● EXERCICE PROPOSÉ 1
D’après le texte sur les fourmis, que voient beaucoup d’esprits rationnels dans la référence à l’auto-organisation ? Énumérez chacun des éléments.
● EXERCICE PROPOSÉ 2
Recopiez fidèlement un passage du texte sur les fourmis : commencez aux mots qui contiennent « Or ce n’est » et arrêtez-vous après « Comment font-elles ? ».

● TEXTE DE LECTURE
╭──

La référence à l’auto-organisation et aux effets dits émergents qui en résultent inquiète encore beaucoup d’esprits rationnels qui y voient des relents de métaphysique, voire une résurgence du surnaturel, ou de sa version philosophiquement convenable mais tout aussi douteuse qu’est l’intentionnalité, dans les sciences naturelles. Bien à tort, comme je vais tenter de l’illustrer, sinon de le démontrer à travers un exemple simple et bien documenté.
Lorsque les fourmis quittent la fourmilière le matin, en quête de nourriture, elles se dispersent au hasard dans toutes les directions. S’il existe à une distance raisonnable une source abondante de nourriture, chacune y parvient selon son propre chemin et retourne à la fourmilière munie de son butin en suivant pour ne pas se perdre le chemin qu’elle a marqué de ses odeurs[2]. En fait, ces balises parfumées sont chargées des mêmes phéromones pour toutes les fourmis de la même espèce, et cela est important. On pourrait s’attendre que ces fourmis reviennent chacune à la fourmilière par leur chemin de l’aller et que leurs trajectoires sur le terrain, entre leurs deux objectifs définis, demeurent distribuées au hasard.
Or ce n’est pas ce que l’on constate. Au bout d’un certain temps, après un certain nombre d’allers et retours, la plupart des fourmis, puis pratiquement toutes les fourmis, adoptent le chemin le plus commode, généralement le plus court, entre le stock de nourriture et la fourmilière. Elles optimisent ainsi collectivement leur effort. Comment font-elles ?
La première énigme tient au fait que les fourmis n’ont pas de cartes et encore moins de cartographes et qu’elles ne voient les choses qu’au ras du terrain. L’observateur humain qui les observe de haut et qui peut embrasser du même coup d’œil les deux extrémités du voyage peut s’illusionner sur la facilité de la découverte du chemin optimal. Pas les fourmis. D’autre part, à supposer qu’une fourmi « pense » avoir trouvé le chemin le moins fatigant, elle n’a aucun moyen de le faire savoir à ses collègues et encore moins de les en convaincre. Alors, faut-il supposer un ordinateur central qui compare la durée des trajets et intime à toutes les fourmis l’ordre de suivre le chemin emprunté par la fourmi la plus efficace ? Ce n’est nullement nécessaire.

╰──

● DONNÉES BRUTES
╭──

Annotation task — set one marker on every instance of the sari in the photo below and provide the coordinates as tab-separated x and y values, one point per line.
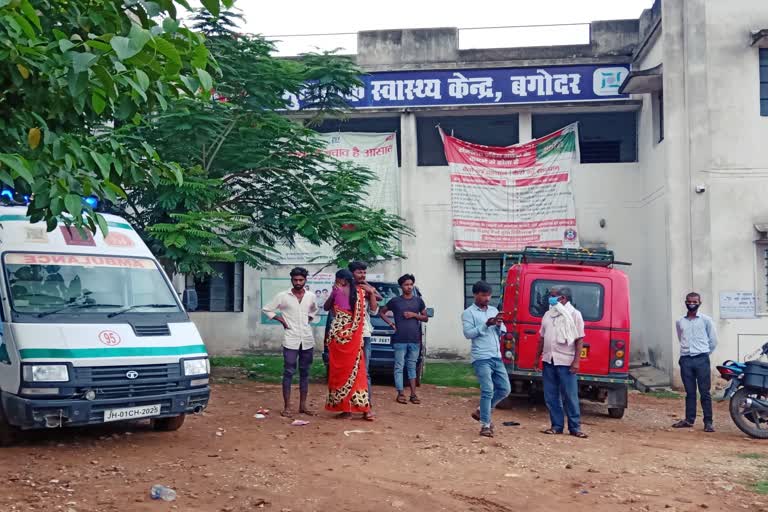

╰──

● RÉPONSE COMPLÈTE 1
- des relents de métaphysique
- une résurgence du surnaturel
- l’intentionnalité, version philosophiquement convenable du surnaturel

● RÉPONSE COMPLÈTE 2
Or ce n’est pas ce que l’on constate. Au bout d’un certain temps, après un certain nombre d’allers et retours, la plupart des fourmis, puis pratiquement toutes les fourmis, adoptent le chemin le plus commode, généralement le plus court, entre le stock de nourriture et la fourmilière. Elles optimisent ainsi collectivement leur effort. Comment font-elles ?